#### RAW DATA ####
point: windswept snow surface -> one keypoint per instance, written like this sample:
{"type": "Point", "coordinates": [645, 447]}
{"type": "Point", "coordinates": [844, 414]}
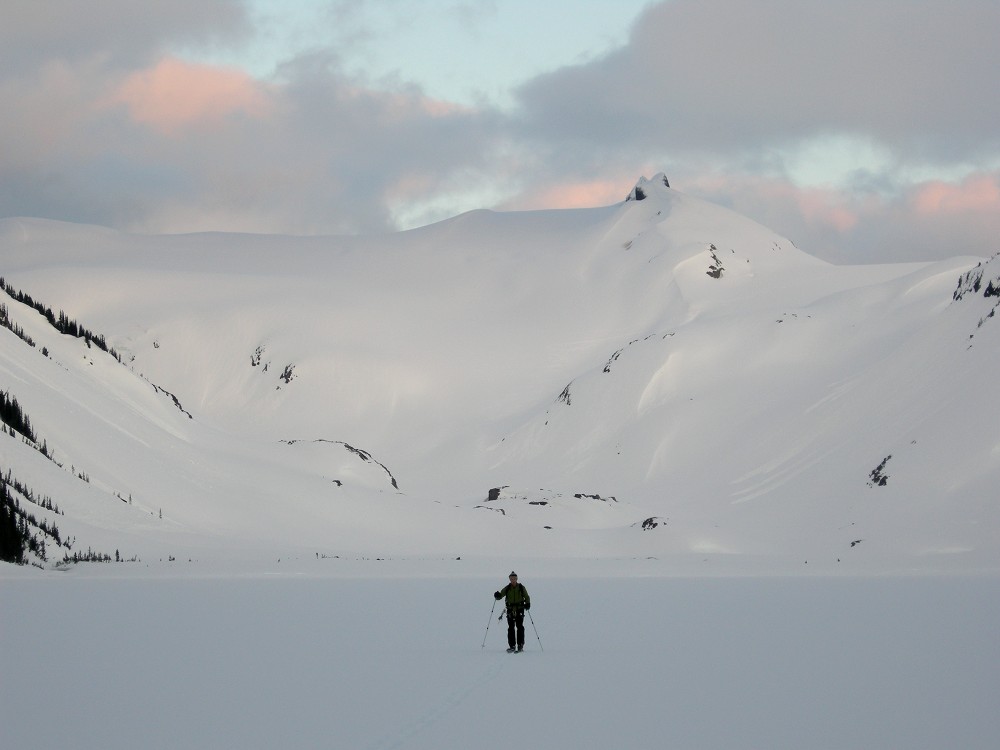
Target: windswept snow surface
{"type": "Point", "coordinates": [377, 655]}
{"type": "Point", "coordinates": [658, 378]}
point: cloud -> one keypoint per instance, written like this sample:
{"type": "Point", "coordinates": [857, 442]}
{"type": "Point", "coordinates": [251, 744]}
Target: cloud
####
#### RAW DATA ####
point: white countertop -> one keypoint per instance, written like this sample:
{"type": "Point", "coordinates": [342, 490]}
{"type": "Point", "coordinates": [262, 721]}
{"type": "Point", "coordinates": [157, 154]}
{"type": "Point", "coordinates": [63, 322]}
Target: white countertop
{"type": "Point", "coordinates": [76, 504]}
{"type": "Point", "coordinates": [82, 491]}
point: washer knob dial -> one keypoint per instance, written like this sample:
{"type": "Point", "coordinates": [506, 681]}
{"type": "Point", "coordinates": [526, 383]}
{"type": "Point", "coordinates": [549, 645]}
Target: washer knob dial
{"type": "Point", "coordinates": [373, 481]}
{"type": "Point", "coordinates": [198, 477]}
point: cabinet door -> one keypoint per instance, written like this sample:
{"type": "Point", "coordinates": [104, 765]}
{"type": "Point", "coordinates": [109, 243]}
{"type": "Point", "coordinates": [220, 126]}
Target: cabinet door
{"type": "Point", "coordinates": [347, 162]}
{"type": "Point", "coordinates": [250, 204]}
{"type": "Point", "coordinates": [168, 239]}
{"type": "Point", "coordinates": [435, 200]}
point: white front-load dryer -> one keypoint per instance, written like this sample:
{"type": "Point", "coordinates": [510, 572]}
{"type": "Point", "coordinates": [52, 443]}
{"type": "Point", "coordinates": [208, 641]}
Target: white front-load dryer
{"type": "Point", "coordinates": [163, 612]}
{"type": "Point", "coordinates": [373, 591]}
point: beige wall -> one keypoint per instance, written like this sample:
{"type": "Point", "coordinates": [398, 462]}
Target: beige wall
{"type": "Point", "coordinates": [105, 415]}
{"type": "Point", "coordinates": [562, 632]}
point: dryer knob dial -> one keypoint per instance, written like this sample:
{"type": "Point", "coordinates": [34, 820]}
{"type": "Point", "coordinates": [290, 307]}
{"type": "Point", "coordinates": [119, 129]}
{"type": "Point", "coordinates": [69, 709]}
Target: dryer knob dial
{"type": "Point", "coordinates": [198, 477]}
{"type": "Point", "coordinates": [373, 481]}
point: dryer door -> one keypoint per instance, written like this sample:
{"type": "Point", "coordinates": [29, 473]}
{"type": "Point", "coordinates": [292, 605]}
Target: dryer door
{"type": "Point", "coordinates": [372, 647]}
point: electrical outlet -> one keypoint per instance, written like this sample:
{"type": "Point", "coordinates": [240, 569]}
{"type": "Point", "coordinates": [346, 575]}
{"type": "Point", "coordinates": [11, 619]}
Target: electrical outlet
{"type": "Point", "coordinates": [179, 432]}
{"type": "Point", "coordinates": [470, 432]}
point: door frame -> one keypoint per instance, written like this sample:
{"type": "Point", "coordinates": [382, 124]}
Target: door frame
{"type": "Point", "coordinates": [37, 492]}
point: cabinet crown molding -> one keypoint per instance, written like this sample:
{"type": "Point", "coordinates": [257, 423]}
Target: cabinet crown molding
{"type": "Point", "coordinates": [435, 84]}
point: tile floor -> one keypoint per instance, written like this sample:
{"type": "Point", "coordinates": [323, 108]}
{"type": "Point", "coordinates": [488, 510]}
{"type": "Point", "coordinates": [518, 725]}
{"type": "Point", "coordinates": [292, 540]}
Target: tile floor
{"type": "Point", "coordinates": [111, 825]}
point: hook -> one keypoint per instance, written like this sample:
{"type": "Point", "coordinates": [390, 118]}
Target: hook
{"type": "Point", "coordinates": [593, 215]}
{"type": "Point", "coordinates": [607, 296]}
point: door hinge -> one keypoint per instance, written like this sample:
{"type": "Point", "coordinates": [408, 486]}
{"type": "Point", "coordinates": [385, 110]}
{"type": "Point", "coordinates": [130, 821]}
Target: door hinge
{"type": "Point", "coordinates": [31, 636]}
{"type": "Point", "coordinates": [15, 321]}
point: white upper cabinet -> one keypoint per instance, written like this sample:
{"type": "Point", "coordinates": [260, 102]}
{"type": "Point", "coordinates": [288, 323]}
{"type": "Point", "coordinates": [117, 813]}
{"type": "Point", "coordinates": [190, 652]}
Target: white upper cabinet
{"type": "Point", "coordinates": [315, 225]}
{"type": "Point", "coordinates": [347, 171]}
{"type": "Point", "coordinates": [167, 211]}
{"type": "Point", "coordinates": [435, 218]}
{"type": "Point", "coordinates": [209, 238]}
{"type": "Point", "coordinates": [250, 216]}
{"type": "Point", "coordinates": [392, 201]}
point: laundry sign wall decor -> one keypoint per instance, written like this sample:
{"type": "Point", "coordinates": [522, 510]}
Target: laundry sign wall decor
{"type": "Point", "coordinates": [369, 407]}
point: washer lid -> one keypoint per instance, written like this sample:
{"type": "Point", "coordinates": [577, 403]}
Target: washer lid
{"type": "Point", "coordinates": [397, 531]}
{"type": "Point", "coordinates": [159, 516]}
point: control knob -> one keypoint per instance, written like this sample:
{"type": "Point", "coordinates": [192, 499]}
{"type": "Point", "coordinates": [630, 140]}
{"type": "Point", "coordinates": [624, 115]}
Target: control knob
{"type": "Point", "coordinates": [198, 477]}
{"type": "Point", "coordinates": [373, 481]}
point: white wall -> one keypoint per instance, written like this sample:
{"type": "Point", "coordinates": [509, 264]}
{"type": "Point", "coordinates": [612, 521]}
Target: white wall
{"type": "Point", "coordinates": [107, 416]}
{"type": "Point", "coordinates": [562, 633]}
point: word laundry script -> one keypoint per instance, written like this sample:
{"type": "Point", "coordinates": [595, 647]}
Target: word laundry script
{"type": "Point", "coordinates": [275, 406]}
####
## TASK GOAL
If a picture sits between the line containing "point: windswept snow" and the line containing "Target: cloud", leave it out, and return the lines of that range above exactly, both ends included.

## REPLY
point: windswept snow surface -> one keypoint per instance, written like this sample:
{"type": "Point", "coordinates": [645, 447]}
{"type": "Point", "coordinates": [844, 414]}
Target: windswept snow surface
{"type": "Point", "coordinates": [377, 655]}
{"type": "Point", "coordinates": [658, 378]}
point: cloud -> one keypoint per instance, written like this sample:
{"type": "Point", "coordinates": [857, 442]}
{"type": "Point", "coordinates": [251, 744]}
Target: cloud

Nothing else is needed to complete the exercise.